— STATED TASK —
Each line below is to be written out in full, exactly as shown.

Entries from a pointing dataset
----------

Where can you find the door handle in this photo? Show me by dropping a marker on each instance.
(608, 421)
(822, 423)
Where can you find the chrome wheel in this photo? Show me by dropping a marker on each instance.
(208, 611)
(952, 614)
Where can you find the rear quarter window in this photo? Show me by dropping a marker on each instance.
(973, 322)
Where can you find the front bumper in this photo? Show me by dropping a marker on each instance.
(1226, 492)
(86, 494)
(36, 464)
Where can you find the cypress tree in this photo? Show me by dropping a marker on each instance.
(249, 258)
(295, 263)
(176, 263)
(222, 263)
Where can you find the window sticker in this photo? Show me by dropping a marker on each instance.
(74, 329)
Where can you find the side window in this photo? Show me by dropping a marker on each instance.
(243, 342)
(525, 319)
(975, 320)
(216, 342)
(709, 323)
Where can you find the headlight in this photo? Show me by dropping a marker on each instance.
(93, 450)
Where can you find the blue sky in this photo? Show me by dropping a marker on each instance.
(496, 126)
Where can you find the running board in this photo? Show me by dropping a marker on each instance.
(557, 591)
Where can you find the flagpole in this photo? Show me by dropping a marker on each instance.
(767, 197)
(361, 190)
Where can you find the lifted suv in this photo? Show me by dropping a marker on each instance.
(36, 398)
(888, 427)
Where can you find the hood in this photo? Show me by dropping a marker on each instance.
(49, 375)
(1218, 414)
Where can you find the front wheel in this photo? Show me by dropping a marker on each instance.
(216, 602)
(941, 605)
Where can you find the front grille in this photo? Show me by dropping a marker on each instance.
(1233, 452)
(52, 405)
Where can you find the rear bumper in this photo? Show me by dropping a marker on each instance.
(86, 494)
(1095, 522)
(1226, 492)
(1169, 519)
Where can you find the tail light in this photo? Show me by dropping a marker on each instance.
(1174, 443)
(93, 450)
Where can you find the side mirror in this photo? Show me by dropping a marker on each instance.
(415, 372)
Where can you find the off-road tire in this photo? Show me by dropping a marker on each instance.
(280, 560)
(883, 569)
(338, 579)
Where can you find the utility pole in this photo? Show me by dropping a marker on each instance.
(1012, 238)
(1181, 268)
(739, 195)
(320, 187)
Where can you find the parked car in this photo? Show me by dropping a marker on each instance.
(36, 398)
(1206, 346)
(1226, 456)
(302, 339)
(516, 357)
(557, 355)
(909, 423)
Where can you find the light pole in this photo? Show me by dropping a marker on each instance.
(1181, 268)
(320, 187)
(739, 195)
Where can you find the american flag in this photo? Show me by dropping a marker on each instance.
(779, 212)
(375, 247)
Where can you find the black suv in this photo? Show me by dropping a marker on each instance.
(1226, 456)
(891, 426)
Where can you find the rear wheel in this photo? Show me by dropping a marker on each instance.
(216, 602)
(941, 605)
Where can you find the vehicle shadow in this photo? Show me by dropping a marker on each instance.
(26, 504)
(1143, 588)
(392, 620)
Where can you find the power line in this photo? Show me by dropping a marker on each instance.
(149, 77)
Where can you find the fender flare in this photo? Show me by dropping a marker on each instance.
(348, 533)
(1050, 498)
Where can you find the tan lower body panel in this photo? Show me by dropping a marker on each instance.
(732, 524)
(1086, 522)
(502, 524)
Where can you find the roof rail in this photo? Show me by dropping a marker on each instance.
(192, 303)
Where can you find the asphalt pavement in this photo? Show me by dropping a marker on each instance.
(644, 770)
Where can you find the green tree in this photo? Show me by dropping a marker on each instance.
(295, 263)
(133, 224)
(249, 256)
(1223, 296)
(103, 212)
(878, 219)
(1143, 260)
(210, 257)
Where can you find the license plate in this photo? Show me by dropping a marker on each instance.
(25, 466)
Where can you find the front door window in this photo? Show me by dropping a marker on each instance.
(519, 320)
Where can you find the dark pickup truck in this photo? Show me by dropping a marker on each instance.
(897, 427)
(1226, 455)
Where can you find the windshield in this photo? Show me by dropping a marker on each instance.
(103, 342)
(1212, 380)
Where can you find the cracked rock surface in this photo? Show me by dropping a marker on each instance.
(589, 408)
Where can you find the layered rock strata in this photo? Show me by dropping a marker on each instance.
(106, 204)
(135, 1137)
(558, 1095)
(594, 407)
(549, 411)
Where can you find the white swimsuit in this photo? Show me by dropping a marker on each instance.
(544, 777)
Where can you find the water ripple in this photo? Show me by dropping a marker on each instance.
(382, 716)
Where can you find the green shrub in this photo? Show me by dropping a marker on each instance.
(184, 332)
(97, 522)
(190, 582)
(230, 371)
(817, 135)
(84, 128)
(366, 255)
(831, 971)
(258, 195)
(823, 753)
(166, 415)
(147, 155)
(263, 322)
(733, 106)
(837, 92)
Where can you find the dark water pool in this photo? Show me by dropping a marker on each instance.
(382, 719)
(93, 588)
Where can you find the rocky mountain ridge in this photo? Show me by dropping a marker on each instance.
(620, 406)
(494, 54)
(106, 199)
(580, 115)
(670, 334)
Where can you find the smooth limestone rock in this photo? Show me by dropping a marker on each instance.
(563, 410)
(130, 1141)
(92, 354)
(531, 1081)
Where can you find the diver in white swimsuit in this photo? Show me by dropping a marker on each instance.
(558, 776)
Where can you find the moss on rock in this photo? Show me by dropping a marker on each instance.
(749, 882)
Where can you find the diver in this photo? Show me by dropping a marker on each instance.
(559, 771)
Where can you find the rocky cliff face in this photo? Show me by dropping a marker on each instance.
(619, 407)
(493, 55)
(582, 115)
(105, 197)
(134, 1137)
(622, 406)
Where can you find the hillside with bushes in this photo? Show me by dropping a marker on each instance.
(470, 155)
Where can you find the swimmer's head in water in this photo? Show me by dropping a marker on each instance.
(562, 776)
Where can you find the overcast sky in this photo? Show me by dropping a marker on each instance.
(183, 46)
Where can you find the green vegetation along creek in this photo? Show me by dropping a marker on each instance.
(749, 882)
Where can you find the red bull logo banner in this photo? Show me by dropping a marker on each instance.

----------

— ANSWER FOR THE TASK —
Where can you find the door handle in this photo? Show me by dropping a marker on each instance.
(608, 421)
(822, 423)
Where can you find the chrome wheel in this photo? Show me by dropping a marker on each instance.
(208, 611)
(952, 614)
Where can you find the rear quarter window in this photo? Show me by dropping a marker on each instance.
(973, 322)
Where can you find the front bumper in this photo? Show me by dropping a marker on each instance.
(1226, 492)
(86, 494)
(36, 464)
Where can you find the cypress tree in this photo? Show me by dropping a marker on each instance.
(249, 258)
(295, 263)
(176, 263)
(222, 263)
Where can you find the window sticker in this photo? Show me by dropping a marker on each instance.
(74, 329)
Where can you find the side window in this photo? Show me by dropping a marker on each instance.
(243, 342)
(525, 319)
(975, 320)
(216, 342)
(709, 323)
Where can you find the headlight in this photo? Show me by dropping a marker on each instance.
(93, 450)
Where can you find the blue sky in this photo? Show me by dropping a marker on each instance.
(496, 126)
Where can you find the running board in this photo? Show me by dropping a marker on each instance.
(557, 591)
Where can you find the flagpole in this photo? Show me by dropping a marker on each instance.
(767, 197)
(361, 190)
Where can you find the lifted suv in this photo? Show me by dropping a marker on each instance.
(36, 398)
(888, 427)
Where can you find the hood in this photo? Show me by dropping a marker on each instance.
(49, 375)
(1218, 414)
Where can you find the front wheel in this photo? Show me by dropping a marker on each instance.
(216, 602)
(941, 605)
Where can you find the front grille in this photo? Show me by dropping a marker on each instance.
(1233, 452)
(52, 405)
Where can you find the rear bumper in this photo? Show me by dropping a marker on each instance.
(86, 494)
(1095, 522)
(1226, 492)
(1169, 519)
Where can you find the tail light in this photo? Show me by dropping a marker on each instance.
(1174, 443)
(93, 450)
Where can you find the side mirror in this photo? Show me by dropping a marker on each instance.
(415, 372)
Where can you find the off-road tire in this photo? Show me by dropping a marker on each instance.
(280, 560)
(883, 569)
(338, 579)
Where can you find the utility pole in this photo? Show me by dropping a marker on each instance.
(1012, 238)
(1181, 268)
(739, 195)
(320, 187)
Where can you find the parked car in this photo? Show me by dropping a marker on each instance.
(36, 398)
(1206, 346)
(1226, 456)
(302, 339)
(516, 357)
(557, 355)
(909, 423)
Where can you find the light pole in this photo? Show me by dropping a marker on each instance.
(1181, 268)
(320, 187)
(739, 195)
Where can you find the american flag in this photo? Show me by dropping a marker on each instance.
(779, 212)
(375, 247)
Where can you find the black suv in this photo? Show me by dropping a marker on each instance.
(1226, 456)
(891, 426)
Where can you find the rear wheel in this photo? Show me by dropping a marker on each instance.
(216, 602)
(941, 605)
Where can you find the vehicle shadow in this photo? Show me by dropping a marker on each instance.
(26, 504)
(1143, 588)
(392, 620)
Where can you find the power line in this photo? Show me by dropping a marker on each instance.
(149, 77)
Where can you find the fender flare in this photo? Show me by dropping a marker on each instance.
(348, 533)
(1050, 498)
Where can you find the tan lower body panel in this photo? Show me by dropping a marker on each instance.
(732, 524)
(1086, 522)
(502, 524)
Where can you find the roof rail in this photo? Show me by dropping a marker on each instance.
(192, 303)
Where can you find the asphalt pavement in this photo? Show me by dropping a marker on each instance.
(644, 770)
Where can you find the green tree in this photo? Show me by dropping a marker on each instance.
(295, 263)
(133, 224)
(249, 256)
(1223, 296)
(103, 212)
(878, 219)
(1143, 260)
(210, 257)
Where can you find the license plate in this photo? Show me by dropping a marker on each instance.
(25, 466)
Where can you find the front door window in this photo? Show me by dropping a marker on each instance.
(519, 320)
Where can you find the dark pickup truck in this photo? Show me by dropping a marker on each instance.
(897, 427)
(1226, 455)
Where can you find the windshield in this photo? Show me by dropping a marker on each instance.
(103, 342)
(1212, 380)
Where can you find the cracked rock surface in this photo? Show me by dropping a marker on each instance.
(589, 408)
Where can you find the layered rock strata in this photo? Show me by dropping a marker on each instance.
(106, 204)
(135, 1137)
(558, 1095)
(594, 407)
(549, 411)
Where can you find the white swimsuit in this photo? Show me by dropping a marker on each instance.
(544, 777)
Where can you find the water ripple in this photo? Show me by dropping a marker on each instance.
(382, 716)
Where can you find the green shrub in this photo? Show me by dropping a marker on each instance.
(184, 332)
(97, 522)
(190, 582)
(230, 371)
(817, 135)
(84, 128)
(366, 255)
(831, 971)
(258, 195)
(823, 753)
(166, 415)
(147, 155)
(263, 322)
(733, 106)
(837, 92)
Where can you find the dark water pool in this photo? Show me by dropping a marker on each instance.
(382, 719)
(93, 588)
Where can you find the rocky mountain ridge in this photo? Show me by dropping a marker on each instance.
(620, 406)
(494, 54)
(106, 199)
(580, 115)
(670, 334)
Where can you find the smooth limestone rock in this photo? Show me by dropping a marker on each instance.
(563, 410)
(130, 1141)
(92, 354)
(531, 1081)
Where can you find the diver in white swimsuit in this photo? Show me by dropping a marker on each instance.
(558, 776)
Where can you find the moss on rock in this photo? Show me by dropping a marker on each instance.
(749, 882)
Where can you find the diver in this photo? Show me by dropping a marker on each instance.
(559, 771)
Where can you find the rocky cliff face in this photo? Show me by dropping a marker on each instance.
(619, 407)
(493, 55)
(582, 115)
(105, 197)
(134, 1137)
(622, 406)
Where can you find the hillside with bushes in this photo? Show me by dropping a marker on each instance.
(470, 155)
Where can you find the swimmer's head in water in this photo? Show me by dropping a marker on each instance.
(562, 776)
Where can you find the overcast sky in this photo? Show me by dropping a marker on each instance.
(183, 46)
Where can you find the green vegetation along creek in this photo? Show me by dropping a marker on each instance.
(749, 882)
Where can you find the red bull logo banner in this photo? Show me by dropping a marker on each instance.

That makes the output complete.